Entries taken from a collection
--*--
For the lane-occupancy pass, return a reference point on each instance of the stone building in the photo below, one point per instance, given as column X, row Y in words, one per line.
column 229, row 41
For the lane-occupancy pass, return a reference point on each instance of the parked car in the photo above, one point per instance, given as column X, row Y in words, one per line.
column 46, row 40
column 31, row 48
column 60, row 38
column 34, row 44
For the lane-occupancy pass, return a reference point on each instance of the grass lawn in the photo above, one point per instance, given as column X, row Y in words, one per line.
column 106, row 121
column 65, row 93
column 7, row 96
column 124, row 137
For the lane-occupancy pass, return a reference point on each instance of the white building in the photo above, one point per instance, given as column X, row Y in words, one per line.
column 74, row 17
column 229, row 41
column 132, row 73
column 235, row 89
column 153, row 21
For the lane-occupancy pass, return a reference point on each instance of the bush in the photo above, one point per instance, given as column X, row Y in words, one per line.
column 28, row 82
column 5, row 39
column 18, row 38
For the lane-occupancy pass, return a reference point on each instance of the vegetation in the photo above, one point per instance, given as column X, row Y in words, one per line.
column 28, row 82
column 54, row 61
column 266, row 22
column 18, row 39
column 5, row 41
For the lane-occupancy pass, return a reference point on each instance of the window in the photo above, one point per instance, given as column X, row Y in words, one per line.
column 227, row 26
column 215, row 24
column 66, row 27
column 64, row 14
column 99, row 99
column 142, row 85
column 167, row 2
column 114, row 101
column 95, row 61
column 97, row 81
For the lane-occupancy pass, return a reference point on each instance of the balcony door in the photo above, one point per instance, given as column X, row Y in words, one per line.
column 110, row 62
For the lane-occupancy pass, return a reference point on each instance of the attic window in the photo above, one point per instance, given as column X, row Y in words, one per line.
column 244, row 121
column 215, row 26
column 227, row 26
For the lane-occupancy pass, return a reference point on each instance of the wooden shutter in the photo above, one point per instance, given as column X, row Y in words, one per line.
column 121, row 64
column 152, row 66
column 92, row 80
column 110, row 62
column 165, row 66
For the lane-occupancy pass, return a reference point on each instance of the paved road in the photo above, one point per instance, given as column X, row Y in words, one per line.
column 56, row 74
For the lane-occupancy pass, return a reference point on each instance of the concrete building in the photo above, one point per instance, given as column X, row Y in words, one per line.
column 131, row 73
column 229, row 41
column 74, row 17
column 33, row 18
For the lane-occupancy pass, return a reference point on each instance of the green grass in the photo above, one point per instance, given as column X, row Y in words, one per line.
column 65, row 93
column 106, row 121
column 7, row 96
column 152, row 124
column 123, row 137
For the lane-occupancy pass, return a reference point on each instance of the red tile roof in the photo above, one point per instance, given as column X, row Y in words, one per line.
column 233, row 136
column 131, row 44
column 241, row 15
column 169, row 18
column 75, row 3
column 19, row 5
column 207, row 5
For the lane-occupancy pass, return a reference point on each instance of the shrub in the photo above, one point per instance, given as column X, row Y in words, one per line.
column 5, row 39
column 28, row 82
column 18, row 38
--*--
* **DIRECTIONS FOR THIS TASK**
Copy each entry above exactly, leaving nothing out.

* **SOLUTION TO THIS PROBLEM**
For the lane-occupancy pass, return a reference point on each instance of the stone building in the photo below, one point per instance, given as column X, row Y in words, one per line.
column 229, row 41
For the lane-occupancy pass, return a reference point on each instance of the parked car in the photo above, one point per instance, given as column X, row Y in words, one per line.
column 46, row 40
column 31, row 48
column 60, row 38
column 34, row 44
For the lane-occupancy pass, return a reference point on each instance of the grass lawn in the photo above, one point per instance, given as column X, row Y in words, one per line.
column 106, row 121
column 65, row 93
column 7, row 96
column 124, row 137
For the lane-occupancy pass, return a reference point on each instance of the white building in the photo above, one point per instance, given as column X, row Y in words, one per line.
column 74, row 17
column 229, row 41
column 132, row 73
column 235, row 89
column 153, row 21
For the lane-occupancy pass, return a reference point on each instance of the bush in the photo above, one point per instance, given as column X, row Y in words, one per line.
column 28, row 82
column 5, row 39
column 18, row 38
For the lane-occupancy pass, return a reference point on each instance of the vegetation in the photo above, one point per instance, given as column X, row Y in words, one per line.
column 28, row 82
column 54, row 61
column 266, row 22
column 18, row 39
column 5, row 41
For the lane-occupancy pass, return a reference point on each instance of the window in the photo above, one point per instance, given as column X, row Y in words, one per line.
column 227, row 26
column 215, row 24
column 66, row 27
column 64, row 14
column 99, row 99
column 142, row 85
column 167, row 2
column 114, row 101
column 95, row 61
column 97, row 81
For the lane-occupancy pass, return a reference point on each instance of the balcony door in the photo above, one point per instance, given as column X, row Y in words, one per line.
column 110, row 62
For the lane-occupancy pass, return a reference point on each instance of the attic window in the photo above, one point per instance, given as column X, row Y in words, one per line.
column 244, row 121
column 215, row 26
column 227, row 26
For the lane-occupancy pass, return a reference point on each instance of the wooden shutter in the photo above, one point per instance, given as column X, row Y in words, one per line.
column 121, row 64
column 152, row 66
column 92, row 80
column 110, row 62
column 165, row 66
For the lane-occupancy pass, return a reference point on each instance of the paved road in the photo above, one point per instance, given as column X, row Y in words, one per line.
column 56, row 74
For the lane-occupancy pass, return a reference point on each instance of the concrete building in the photo above, one point per instance, given as column X, row Y in words, one per line.
column 131, row 73
column 229, row 41
column 74, row 17
column 33, row 18
For the lane-occupancy pass, return a reference point on each instance of the green grass in the photo above, one point per instance, given as column X, row Y in words, one per line.
column 65, row 93
column 106, row 121
column 7, row 96
column 152, row 124
column 123, row 137
For the lane-occupancy pass, return a reference point on each instance of the red tile roof in the photo above, one point per instance, given as column X, row Y in words, one per line.
column 233, row 136
column 131, row 44
column 241, row 15
column 169, row 18
column 75, row 3
column 19, row 5
column 207, row 5
For the lane-occupancy pass, return a reference point on each instance of the shrub in the photo above, one point per instance, given as column X, row Y in words, one per line.
column 5, row 39
column 28, row 82
column 18, row 38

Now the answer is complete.